**Task directions**
Rewrite the records below, replacing "draped fabric swag" with "window valance" and leaving everything else unchanged.

--- Start of Source data ---

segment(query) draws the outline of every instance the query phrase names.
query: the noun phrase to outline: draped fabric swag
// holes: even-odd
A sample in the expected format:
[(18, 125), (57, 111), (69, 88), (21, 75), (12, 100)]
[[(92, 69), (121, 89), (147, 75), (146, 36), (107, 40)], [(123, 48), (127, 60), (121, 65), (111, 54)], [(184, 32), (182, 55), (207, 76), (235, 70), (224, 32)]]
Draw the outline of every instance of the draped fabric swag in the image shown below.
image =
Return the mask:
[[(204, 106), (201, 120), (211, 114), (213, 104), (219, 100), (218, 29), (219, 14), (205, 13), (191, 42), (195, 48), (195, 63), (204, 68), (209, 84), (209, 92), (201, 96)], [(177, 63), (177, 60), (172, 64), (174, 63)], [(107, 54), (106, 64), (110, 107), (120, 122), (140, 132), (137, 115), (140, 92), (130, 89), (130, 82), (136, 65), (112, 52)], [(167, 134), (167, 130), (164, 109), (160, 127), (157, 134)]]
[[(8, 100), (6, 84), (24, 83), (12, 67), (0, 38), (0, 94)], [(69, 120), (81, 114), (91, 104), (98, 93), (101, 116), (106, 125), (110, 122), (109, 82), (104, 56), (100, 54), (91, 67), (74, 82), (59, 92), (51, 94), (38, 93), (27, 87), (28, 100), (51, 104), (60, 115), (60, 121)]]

--- End of Source data ---

**Task solution**
segment(query) draws the outline of every instance the query phrase names.
query: the noun phrase to outline: window valance
// holes: even-odd
A sample in the expected format:
[(18, 125), (57, 111), (69, 88), (21, 75), (12, 100)]
[[(92, 69), (121, 89), (147, 75), (146, 36), (107, 40)], [(123, 48), (127, 60), (121, 65), (111, 54)], [(184, 32), (182, 55), (207, 76), (235, 70), (224, 32)]]
Draw the outline of every instance of the window valance in the image shown below.
image =
Return the mask:
[[(204, 106), (201, 120), (211, 114), (213, 104), (219, 100), (218, 29), (219, 14), (205, 13), (191, 42), (195, 48), (195, 63), (204, 68), (209, 84), (209, 92), (201, 96)], [(177, 63), (177, 60), (172, 64), (174, 63)], [(107, 54), (106, 64), (110, 107), (120, 122), (140, 132), (137, 115), (140, 92), (130, 89), (130, 82), (136, 65), (112, 52)], [(167, 134), (167, 130), (164, 109), (160, 127), (157, 134)]]
[[(8, 100), (6, 84), (24, 83), (12, 67), (0, 38), (0, 94)], [(69, 120), (81, 114), (91, 104), (98, 93), (101, 116), (106, 125), (110, 122), (109, 82), (104, 56), (100, 54), (91, 67), (74, 82), (59, 92), (51, 94), (38, 93), (27, 87), (28, 100), (51, 104), (60, 115), (60, 121)]]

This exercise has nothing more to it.